▶ [WHAT YOU SHOULD DO] Your job is to give again, exactly and with no additions, the lines in the records below from the one with "x=375 y=260" through the one with "x=319 y=192", both included. Omit the pictures.

▶ [PROVIDED DATA]
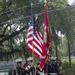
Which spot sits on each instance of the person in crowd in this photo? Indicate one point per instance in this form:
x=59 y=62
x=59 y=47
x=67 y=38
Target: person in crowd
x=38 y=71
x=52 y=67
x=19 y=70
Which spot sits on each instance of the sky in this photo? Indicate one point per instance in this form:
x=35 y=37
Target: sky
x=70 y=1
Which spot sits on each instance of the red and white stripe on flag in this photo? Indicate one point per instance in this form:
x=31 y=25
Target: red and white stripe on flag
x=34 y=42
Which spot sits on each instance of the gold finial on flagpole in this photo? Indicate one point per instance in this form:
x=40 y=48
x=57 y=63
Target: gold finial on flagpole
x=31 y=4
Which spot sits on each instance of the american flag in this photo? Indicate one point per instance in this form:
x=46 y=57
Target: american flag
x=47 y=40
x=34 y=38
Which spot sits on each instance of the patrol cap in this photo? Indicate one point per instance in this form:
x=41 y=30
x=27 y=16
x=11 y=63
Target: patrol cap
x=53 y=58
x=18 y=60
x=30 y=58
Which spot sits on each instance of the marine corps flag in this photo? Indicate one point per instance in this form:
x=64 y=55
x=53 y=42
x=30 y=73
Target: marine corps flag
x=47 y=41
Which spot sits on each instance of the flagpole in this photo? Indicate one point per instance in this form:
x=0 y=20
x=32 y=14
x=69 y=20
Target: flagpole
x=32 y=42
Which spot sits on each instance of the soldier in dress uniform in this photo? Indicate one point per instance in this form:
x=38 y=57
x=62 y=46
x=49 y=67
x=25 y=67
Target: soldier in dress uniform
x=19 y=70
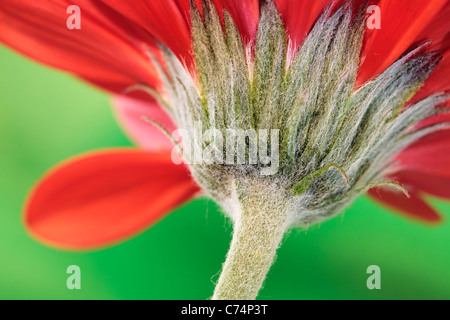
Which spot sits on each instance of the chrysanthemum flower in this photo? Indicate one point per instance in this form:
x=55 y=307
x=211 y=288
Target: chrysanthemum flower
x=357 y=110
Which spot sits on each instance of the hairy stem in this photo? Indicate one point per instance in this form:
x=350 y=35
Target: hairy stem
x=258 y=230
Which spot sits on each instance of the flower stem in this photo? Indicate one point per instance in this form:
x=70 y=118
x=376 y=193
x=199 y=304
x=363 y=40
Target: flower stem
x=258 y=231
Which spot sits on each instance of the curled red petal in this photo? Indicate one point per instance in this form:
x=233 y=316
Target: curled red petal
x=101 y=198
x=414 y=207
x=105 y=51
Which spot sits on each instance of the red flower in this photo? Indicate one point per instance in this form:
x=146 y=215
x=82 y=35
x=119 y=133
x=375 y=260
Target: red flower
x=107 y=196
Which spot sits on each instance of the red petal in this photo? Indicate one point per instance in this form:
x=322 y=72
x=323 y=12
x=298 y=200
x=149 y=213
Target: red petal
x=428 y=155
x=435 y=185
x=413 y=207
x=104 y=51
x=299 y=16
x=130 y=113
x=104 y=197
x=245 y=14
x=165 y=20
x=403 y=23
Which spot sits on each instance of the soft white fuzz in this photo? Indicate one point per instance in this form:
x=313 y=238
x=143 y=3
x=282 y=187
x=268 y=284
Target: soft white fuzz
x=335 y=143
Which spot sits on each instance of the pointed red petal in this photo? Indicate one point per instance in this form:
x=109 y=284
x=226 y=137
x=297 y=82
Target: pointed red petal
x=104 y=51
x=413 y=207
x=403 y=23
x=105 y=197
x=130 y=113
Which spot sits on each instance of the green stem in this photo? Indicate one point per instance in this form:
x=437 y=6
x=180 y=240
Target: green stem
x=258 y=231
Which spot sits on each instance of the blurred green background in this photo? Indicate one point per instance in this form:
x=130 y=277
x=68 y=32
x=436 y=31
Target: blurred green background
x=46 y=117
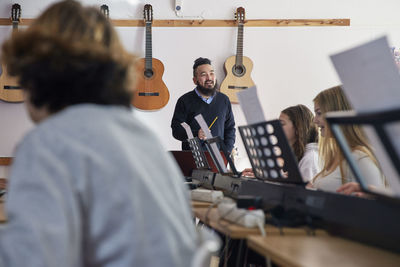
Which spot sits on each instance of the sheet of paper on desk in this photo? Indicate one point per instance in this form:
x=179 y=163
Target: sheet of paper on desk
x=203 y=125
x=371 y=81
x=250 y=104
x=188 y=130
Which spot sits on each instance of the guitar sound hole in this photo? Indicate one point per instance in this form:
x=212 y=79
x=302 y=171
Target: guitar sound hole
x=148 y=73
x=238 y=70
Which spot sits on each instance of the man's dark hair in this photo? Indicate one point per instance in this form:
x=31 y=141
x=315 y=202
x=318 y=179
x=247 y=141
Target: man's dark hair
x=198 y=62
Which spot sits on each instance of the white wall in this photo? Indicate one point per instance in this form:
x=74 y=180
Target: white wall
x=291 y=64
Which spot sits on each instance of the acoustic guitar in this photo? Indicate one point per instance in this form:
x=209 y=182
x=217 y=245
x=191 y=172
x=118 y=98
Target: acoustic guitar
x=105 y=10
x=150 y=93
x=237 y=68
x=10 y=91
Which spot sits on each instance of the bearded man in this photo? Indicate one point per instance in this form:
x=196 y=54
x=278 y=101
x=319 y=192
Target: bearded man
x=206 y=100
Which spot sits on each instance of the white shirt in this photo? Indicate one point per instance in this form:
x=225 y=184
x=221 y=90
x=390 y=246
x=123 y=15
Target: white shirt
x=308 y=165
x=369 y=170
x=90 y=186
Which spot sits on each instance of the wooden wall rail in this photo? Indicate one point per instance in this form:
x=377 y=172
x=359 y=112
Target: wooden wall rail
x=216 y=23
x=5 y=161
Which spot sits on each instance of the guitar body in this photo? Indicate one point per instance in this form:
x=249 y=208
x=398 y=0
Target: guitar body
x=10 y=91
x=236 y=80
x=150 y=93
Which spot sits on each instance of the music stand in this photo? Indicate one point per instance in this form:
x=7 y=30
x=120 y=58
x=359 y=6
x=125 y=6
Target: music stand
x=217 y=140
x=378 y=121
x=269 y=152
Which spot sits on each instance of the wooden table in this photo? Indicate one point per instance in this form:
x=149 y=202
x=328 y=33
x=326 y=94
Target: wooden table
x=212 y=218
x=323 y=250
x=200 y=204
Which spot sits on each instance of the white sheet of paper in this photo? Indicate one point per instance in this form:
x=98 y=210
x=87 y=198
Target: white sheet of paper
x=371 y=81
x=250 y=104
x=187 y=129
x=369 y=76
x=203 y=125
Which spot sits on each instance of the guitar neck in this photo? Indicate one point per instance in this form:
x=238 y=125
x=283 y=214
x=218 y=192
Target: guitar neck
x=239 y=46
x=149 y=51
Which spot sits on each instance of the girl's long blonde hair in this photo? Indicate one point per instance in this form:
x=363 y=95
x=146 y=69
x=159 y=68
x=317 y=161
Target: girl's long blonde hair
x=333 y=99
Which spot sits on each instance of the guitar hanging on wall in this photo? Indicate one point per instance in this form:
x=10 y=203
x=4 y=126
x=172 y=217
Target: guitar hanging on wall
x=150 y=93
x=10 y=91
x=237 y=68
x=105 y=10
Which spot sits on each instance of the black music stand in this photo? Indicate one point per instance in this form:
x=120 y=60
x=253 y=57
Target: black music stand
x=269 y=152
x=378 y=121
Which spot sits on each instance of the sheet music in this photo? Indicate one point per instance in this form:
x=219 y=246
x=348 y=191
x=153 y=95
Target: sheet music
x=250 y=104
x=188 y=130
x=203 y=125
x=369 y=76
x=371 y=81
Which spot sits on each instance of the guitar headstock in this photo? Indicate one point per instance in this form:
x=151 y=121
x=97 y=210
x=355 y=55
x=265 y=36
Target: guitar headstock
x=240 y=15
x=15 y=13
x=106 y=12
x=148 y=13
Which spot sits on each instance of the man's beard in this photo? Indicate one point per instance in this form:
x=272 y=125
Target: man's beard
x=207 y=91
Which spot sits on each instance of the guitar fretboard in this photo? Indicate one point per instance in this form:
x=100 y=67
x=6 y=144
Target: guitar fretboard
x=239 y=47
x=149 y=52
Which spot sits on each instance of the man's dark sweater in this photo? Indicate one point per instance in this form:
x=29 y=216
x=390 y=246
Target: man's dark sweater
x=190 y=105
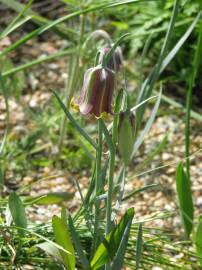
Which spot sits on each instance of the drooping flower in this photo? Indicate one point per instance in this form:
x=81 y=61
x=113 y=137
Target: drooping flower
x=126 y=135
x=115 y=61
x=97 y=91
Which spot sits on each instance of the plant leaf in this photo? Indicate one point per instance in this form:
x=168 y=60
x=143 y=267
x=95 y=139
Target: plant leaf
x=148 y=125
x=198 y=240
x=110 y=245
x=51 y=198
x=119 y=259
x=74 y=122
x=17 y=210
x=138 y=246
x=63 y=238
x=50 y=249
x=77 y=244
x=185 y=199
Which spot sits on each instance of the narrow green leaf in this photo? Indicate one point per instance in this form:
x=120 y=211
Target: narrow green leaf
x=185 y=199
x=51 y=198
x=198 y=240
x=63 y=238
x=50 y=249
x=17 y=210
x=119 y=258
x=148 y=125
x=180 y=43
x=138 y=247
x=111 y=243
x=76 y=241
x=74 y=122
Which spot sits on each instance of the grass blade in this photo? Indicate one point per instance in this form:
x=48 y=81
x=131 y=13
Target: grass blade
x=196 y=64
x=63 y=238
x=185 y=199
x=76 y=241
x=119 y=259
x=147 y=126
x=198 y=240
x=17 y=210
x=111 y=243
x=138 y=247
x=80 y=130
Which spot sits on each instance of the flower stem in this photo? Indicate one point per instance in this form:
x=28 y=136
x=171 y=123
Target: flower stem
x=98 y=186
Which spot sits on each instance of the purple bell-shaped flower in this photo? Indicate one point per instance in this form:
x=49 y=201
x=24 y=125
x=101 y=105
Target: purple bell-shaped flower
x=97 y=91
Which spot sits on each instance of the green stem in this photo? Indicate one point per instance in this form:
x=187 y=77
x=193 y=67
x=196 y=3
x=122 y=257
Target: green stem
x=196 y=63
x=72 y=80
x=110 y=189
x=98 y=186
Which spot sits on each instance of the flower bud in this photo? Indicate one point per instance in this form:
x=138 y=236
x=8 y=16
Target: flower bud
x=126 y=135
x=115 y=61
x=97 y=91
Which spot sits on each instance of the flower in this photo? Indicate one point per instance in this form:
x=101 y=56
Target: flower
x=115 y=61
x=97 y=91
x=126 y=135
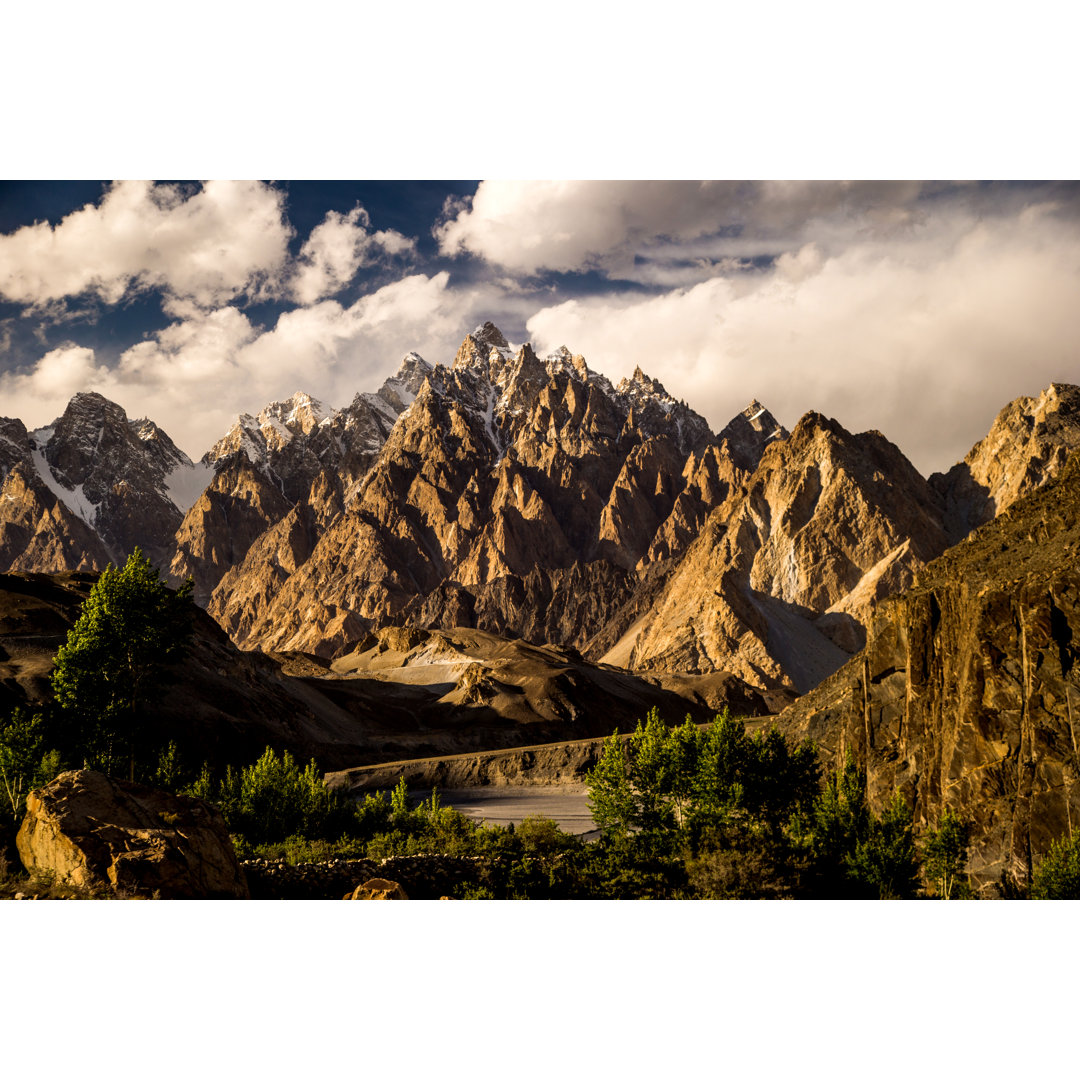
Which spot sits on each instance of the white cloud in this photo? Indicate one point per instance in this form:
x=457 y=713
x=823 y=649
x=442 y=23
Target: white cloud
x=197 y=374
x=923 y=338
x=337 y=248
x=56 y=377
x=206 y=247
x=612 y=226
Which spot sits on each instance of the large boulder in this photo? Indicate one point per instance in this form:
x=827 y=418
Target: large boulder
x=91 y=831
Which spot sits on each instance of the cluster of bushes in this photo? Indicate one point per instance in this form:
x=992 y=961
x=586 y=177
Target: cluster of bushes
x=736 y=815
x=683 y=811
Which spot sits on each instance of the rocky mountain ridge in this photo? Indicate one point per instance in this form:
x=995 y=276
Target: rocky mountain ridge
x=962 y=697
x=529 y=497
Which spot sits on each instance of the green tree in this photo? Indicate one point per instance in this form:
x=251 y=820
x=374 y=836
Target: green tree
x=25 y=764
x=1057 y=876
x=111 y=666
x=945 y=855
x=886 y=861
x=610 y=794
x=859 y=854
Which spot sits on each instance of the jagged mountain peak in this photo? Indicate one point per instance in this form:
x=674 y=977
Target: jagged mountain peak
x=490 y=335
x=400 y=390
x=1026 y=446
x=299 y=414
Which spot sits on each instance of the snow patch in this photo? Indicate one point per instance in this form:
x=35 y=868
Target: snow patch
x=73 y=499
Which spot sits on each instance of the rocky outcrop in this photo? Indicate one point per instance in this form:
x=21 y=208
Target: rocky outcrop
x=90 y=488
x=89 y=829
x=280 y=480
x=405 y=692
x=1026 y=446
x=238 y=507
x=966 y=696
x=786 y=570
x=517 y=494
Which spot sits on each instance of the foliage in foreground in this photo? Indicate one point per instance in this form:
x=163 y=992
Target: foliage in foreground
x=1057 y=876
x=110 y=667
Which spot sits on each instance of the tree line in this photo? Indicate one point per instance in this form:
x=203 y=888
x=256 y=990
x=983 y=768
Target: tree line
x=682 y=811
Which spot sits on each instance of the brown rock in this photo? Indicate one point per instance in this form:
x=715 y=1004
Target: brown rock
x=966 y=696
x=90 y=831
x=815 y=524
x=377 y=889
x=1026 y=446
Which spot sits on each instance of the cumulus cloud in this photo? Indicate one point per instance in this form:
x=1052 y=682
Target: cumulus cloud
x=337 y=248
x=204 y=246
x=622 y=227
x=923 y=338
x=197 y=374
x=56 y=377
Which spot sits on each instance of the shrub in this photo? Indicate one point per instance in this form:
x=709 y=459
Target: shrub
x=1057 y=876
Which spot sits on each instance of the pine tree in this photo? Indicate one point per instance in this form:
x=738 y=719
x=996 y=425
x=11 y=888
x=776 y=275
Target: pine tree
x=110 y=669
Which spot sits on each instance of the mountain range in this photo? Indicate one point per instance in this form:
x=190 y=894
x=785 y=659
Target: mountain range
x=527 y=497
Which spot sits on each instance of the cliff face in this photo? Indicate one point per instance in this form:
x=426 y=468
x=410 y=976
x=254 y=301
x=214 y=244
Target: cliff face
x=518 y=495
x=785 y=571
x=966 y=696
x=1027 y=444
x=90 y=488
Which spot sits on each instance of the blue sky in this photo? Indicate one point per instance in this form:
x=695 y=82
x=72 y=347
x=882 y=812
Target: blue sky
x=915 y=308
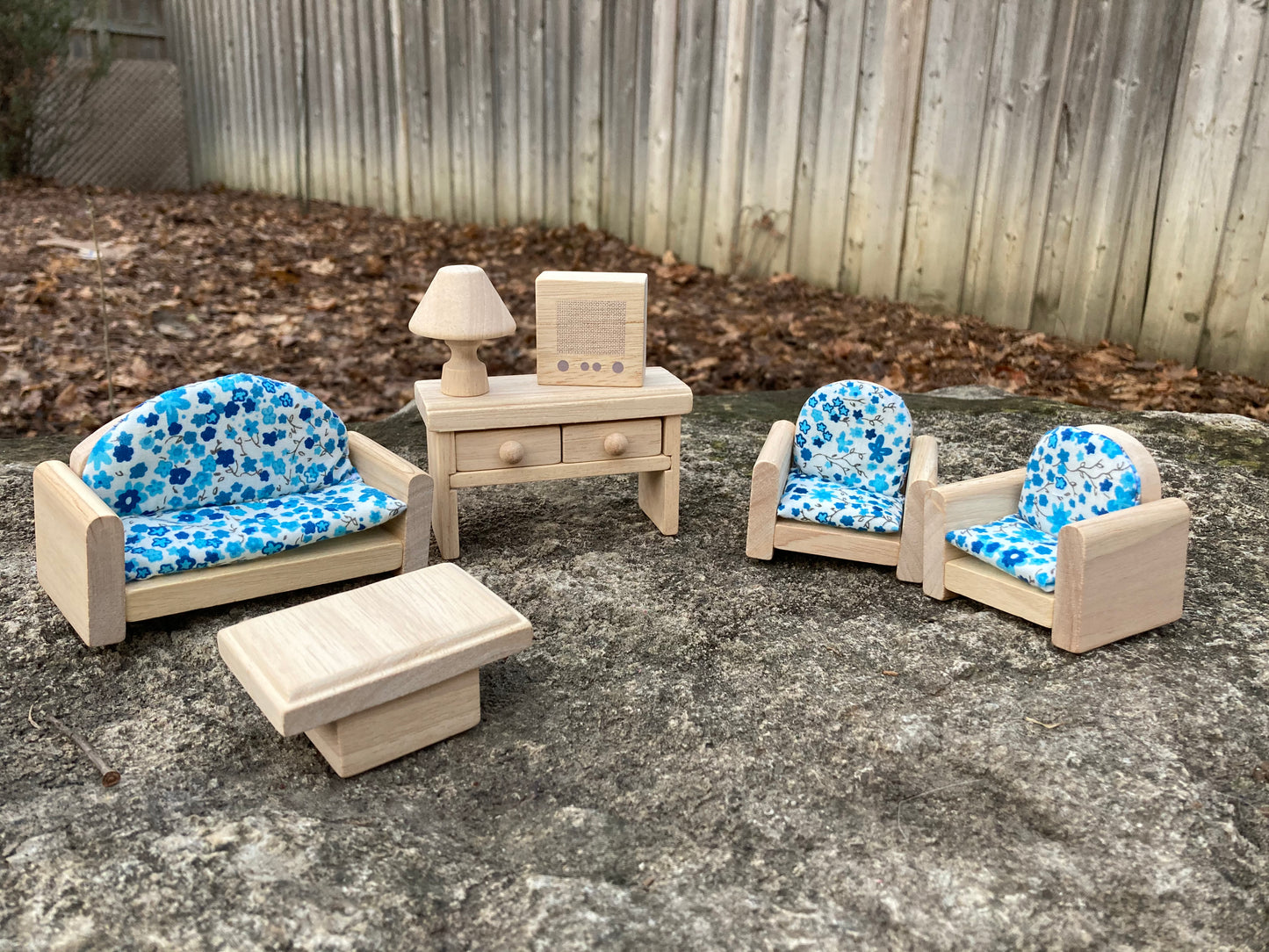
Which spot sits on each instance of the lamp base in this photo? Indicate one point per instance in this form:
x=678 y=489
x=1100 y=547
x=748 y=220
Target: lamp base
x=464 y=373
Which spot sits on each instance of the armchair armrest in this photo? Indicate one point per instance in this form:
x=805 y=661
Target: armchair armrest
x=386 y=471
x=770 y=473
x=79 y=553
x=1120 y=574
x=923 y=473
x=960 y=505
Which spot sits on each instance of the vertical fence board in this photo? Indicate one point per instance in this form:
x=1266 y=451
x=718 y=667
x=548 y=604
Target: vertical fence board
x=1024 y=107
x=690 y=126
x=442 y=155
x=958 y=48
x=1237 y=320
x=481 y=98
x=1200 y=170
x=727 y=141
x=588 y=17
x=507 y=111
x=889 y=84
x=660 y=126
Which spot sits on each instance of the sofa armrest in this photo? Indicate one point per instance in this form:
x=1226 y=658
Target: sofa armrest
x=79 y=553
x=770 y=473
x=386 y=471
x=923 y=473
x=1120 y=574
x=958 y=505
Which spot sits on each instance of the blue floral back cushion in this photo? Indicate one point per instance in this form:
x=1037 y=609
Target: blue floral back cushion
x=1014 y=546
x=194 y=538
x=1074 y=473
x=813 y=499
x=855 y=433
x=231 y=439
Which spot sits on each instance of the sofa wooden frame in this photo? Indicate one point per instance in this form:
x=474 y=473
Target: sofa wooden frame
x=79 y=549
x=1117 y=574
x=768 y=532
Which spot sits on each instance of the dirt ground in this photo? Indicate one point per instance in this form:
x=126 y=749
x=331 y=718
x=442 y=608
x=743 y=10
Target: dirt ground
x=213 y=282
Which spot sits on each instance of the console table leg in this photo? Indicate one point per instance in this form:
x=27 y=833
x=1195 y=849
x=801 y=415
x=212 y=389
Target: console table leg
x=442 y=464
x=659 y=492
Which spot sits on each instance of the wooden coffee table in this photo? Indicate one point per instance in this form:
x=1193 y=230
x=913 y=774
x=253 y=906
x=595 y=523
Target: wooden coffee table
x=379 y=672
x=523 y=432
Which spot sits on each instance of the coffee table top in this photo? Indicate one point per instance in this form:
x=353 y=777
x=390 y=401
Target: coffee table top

▶ [FINISHED TASK]
x=375 y=260
Target: red flower
x=107 y=196
Which spot sits on each instance of the red petal in this photo? Indicate one point per instance in this form:
x=322 y=72
x=323 y=12
x=298 y=200
x=149 y=213
Target: red petal
x=428 y=155
x=435 y=185
x=413 y=207
x=104 y=51
x=299 y=16
x=130 y=113
x=104 y=197
x=245 y=14
x=165 y=20
x=403 y=23
Which spot sits on each instance of the soft white fuzz in this photo? Indicate one point per instance in this form:
x=313 y=238
x=143 y=3
x=282 y=187
x=268 y=284
Target: soft white fuzz
x=335 y=143
Which spot sits on each instance of the pointed red petal in this photo? Indicate one point per instance in this form:
x=109 y=284
x=226 y=137
x=297 y=82
Target: pointed red petal
x=104 y=51
x=413 y=207
x=403 y=23
x=105 y=197
x=130 y=113
Which spot sits on each instance of the green stem in this photo? Indicate one point per instance in this form:
x=437 y=6
x=180 y=240
Target: green stem
x=258 y=231
Which spot sits on each instance of the blurred green background in this photo? Indicate one point per instance in this form:
x=130 y=277
x=68 y=32
x=436 y=31
Target: blurred green background
x=46 y=117
Which spot sits on each instance of the sheet of paper on desk in this photo? Indicate one point per instance in this form:
x=179 y=163
Target: sheet of paper on desk
x=203 y=125
x=371 y=81
x=250 y=104
x=188 y=130
Which spot sits on each instance of the guitar sound hole in this photo? Indicate one point per instance in this form:
x=212 y=79
x=302 y=171
Target: guitar sound hole
x=148 y=73
x=238 y=70
Which spot sits on each instance of the man's dark hair in this photo? Indicate one point per instance in this form:
x=31 y=141
x=315 y=202
x=318 y=179
x=247 y=141
Target: man's dark hair
x=198 y=62
Which spot sits on each instance of the white wall in this photo? Indicate one point per instance in this form:
x=74 y=180
Target: white wall
x=291 y=64
Which spot sits on each instance of the acoustic guitar in this photo? Indicate one point per instance in this form:
x=209 y=182
x=217 y=245
x=191 y=172
x=118 y=98
Target: acoustic guitar
x=105 y=10
x=150 y=93
x=237 y=68
x=10 y=91
Which spot sits on each instance of the bearded man in this photo? Indicate one point per instance in this form:
x=196 y=54
x=278 y=101
x=319 y=192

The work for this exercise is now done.